--- LISTED RECORDS ---

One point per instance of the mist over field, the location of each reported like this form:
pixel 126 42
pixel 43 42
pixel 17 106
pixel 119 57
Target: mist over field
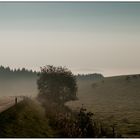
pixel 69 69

---

• **WORK REQUIRED**
Write the items out again, replacing every "mist over field" with "fog over meadow" and leaving everything else unchanged. Leave out the pictures.

• **TASK OUTPUT**
One point per instance of the fog over meadow, the location of each reported like this form:
pixel 126 42
pixel 43 42
pixel 17 106
pixel 119 57
Target: fog over meadow
pixel 69 69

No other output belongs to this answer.